▸ **Document section**:
Despite that, overall streaming usage has continued to grow, but in the second quarter, it grew by the smallest amount ever according to a new study from research firm Antenna.
The Antenna data indicates that the quarterly subscriber growth from the first quarter to the second was 1.2% — not in negative territory, but still “the lowest we have seen in the 22 quarters for which Antenna has data.” That number, in fact, had been 7.4% just two quarters before.
Also, the overall industry number of “net subscriber ads” in the quarter was 2.5 million, the lowest in nearly four years. The average number over the last six quarters had been 10.8 million subscribers added across the entire sector.
Antenna showed that Paramount+ and Apple TV+ each added more than 1 million subscribers in the quarter while discovery+ added nearly 800,000, but those three services grew by a collective 7%, compared to 13% in Q1. Since Apple does not typically release Apple TV+ subscriber figures, that 1 million figure appears to be an estimate.
The research also found that the slow growth isn’t coming from cancellations, which were flat, but rather due to “a big drop in new Sign-ups.”

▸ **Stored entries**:
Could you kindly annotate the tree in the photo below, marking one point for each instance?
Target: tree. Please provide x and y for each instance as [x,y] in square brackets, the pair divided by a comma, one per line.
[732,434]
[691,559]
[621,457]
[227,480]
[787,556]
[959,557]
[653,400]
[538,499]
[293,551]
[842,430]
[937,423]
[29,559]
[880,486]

▸ **Exercise brief**:
Repeat the streaming growth passage word for word, from start to finish. Work only from the streaming growth passage.

▸ **Correct response**:
Despite that, overall streaming usage has continued to grow, but in the second quarter, it grew by the smallest amount ever according to a new study from research firm Antenna.
The Antenna data indicates that the quarterly subscriber growth from the first quarter to the second was 1.2% — not in negative territory, but still “the lowest we have seen in the 22 quarters for which Antenna has data.” That number, in fact, had been 7.4% just two quarters before.
Also, the overall industry number of “net subscriber ads” in the quarter was 2.5 million, the lowest in nearly four years. The average number over the last six quarters had been 10.8 million subscribers added across the entire sector.
Antenna showed that Paramount+ and Apple TV+ each added more than 1 million subscribers in the quarter while discovery+ added nearly 800,000, but those three services grew by a collective 7%, compared to 13% in Q1. Since Apple does not typically release Apple TV+ subscriber figures, that 1 million figure appears to be an estimate.
The research also found that the slow growth isn’t coming from cancellations, which were flat, but rather due to “a big drop in new Sign-ups.”